* EXTRACT
You are viewing a plain text version of this content. The canonical link for it is here.

Posted to issues@spark.apache.org by "Liang-Chi Hsieh (JIRA)" <ji...@apache.org> on 2018/07/04 07:38:00 UTC

[jira] [Commented] (SPARK-24438) Empty strings and null strings are written to the same partition

    [ https://issues.apache.org/jira/browse/SPARK-24438?page=com.atlassian.jira.plugin.system.issuetabpanels:comment-tabpanel&focusedCommentId=16532392#comment-16532392 ] 

Liang-Chi Hsieh commented on SPARK-24438:
-----------------------------------------

From the code, looks like we intentionally treat empty string and null the same as default partition name, though the dataframe read back doesn't make such sense.

cc [~cloud_fan] do you think this is a bug and we should fix it?

* DATASET ROWS

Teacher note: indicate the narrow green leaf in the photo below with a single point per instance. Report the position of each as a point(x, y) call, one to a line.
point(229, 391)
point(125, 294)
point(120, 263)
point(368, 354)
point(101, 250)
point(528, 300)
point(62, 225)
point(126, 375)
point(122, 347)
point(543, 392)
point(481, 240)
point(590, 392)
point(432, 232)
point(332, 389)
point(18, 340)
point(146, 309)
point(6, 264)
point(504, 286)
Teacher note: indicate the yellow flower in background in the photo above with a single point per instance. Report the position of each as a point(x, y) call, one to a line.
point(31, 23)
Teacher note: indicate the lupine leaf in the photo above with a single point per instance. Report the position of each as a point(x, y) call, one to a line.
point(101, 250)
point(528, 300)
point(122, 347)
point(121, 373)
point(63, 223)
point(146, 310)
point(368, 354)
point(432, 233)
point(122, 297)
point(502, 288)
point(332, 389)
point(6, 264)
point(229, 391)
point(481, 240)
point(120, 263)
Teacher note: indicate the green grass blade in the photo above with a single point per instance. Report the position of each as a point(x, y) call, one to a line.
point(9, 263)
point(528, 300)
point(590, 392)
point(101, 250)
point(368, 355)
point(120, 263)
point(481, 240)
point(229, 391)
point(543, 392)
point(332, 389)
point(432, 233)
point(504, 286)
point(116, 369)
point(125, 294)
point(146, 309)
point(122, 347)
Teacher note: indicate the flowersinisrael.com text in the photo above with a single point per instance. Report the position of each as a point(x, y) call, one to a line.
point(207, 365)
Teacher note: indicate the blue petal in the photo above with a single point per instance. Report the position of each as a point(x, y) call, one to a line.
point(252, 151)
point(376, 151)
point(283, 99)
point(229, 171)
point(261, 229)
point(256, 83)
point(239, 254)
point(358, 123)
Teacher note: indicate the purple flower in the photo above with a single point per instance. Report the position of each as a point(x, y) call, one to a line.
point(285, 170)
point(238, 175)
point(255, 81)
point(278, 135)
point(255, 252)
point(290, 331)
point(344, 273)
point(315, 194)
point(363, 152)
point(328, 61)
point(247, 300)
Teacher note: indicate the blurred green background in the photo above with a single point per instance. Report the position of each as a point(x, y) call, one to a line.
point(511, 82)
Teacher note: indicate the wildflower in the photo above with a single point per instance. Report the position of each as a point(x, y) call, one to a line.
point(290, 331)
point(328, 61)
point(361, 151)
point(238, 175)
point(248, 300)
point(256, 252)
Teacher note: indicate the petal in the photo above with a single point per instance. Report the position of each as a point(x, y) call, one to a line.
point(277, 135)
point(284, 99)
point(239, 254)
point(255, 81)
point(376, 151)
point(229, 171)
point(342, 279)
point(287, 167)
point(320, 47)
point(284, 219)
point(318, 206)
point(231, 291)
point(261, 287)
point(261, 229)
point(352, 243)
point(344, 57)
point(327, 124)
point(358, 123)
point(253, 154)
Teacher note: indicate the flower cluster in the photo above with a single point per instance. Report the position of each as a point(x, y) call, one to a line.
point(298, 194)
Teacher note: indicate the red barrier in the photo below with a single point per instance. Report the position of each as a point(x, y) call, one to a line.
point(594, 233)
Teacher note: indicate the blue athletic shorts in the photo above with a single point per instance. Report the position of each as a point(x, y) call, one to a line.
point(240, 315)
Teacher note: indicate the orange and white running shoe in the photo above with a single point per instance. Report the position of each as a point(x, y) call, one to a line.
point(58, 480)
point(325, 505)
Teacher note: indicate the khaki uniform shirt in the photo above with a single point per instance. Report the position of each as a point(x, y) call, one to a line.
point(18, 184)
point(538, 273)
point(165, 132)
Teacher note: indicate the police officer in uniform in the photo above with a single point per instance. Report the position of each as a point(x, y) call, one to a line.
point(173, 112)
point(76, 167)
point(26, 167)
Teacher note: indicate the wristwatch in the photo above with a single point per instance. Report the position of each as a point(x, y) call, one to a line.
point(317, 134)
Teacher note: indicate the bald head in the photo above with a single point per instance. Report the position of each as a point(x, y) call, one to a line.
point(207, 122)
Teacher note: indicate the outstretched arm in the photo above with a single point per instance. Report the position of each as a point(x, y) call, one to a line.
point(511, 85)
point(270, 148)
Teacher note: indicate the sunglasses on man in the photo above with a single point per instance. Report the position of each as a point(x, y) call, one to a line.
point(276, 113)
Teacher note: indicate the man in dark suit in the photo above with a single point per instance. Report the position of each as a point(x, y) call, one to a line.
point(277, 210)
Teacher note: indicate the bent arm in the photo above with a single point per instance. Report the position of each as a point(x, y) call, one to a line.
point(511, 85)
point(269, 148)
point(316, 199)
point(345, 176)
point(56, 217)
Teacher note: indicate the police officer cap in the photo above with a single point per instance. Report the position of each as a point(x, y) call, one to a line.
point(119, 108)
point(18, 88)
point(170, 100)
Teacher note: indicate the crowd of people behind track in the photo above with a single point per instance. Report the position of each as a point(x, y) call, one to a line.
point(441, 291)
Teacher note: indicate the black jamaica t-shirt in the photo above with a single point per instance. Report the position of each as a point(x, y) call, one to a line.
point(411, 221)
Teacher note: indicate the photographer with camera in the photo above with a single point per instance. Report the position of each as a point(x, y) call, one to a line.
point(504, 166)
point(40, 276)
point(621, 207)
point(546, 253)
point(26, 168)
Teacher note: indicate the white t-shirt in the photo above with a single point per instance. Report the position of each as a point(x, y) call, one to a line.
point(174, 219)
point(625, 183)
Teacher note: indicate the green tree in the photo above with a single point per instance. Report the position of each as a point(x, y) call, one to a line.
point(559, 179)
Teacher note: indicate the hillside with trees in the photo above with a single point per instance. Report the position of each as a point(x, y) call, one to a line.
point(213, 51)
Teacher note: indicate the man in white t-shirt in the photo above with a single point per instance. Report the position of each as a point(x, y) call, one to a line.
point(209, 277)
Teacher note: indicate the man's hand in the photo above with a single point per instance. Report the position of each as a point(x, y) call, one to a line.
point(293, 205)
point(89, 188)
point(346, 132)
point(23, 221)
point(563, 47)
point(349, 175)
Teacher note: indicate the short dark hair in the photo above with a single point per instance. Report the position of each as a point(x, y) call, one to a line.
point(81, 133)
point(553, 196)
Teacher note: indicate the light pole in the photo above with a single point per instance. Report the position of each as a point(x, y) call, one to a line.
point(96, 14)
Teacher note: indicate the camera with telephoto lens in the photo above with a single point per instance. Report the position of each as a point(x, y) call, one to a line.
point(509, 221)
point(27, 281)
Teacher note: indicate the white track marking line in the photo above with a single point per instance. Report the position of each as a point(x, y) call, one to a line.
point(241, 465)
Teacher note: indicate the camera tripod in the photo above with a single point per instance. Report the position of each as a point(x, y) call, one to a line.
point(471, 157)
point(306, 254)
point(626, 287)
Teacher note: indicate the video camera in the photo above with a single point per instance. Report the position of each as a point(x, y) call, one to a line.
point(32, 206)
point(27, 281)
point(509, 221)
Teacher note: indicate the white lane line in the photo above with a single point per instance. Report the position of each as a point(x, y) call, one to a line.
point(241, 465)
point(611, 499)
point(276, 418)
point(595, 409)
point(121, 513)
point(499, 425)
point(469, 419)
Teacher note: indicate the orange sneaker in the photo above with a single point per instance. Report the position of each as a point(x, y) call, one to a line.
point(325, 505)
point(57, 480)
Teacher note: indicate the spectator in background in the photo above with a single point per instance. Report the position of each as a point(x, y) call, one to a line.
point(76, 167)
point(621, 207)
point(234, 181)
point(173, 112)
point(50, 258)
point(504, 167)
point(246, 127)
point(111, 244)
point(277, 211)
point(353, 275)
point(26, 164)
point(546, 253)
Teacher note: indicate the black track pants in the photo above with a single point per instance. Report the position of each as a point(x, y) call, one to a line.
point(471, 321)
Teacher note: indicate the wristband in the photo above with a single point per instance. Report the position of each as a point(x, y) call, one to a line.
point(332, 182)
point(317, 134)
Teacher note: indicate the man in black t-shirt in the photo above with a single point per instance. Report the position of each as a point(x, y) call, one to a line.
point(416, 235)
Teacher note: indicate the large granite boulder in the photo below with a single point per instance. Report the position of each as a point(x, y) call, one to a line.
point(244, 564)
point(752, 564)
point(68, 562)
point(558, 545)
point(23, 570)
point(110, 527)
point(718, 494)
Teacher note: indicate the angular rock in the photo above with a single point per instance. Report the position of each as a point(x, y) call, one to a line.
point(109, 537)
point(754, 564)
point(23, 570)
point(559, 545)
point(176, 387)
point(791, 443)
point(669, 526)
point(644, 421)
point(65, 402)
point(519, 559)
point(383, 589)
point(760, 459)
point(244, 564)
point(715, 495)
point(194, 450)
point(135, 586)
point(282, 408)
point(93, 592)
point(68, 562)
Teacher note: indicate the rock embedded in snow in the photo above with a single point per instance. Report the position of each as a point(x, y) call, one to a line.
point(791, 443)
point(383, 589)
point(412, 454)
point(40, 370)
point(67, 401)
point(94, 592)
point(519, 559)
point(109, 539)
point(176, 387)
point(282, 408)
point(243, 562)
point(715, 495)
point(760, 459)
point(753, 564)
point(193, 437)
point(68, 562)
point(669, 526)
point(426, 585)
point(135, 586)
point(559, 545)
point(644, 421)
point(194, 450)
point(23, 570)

* PROBLEM REQUIREMENTS
Please state how the code treats empty strings and null, according to the Spark comment above.

* CORRECT RESULT
It intentionally treats empty strings and null the same, as the default partition name.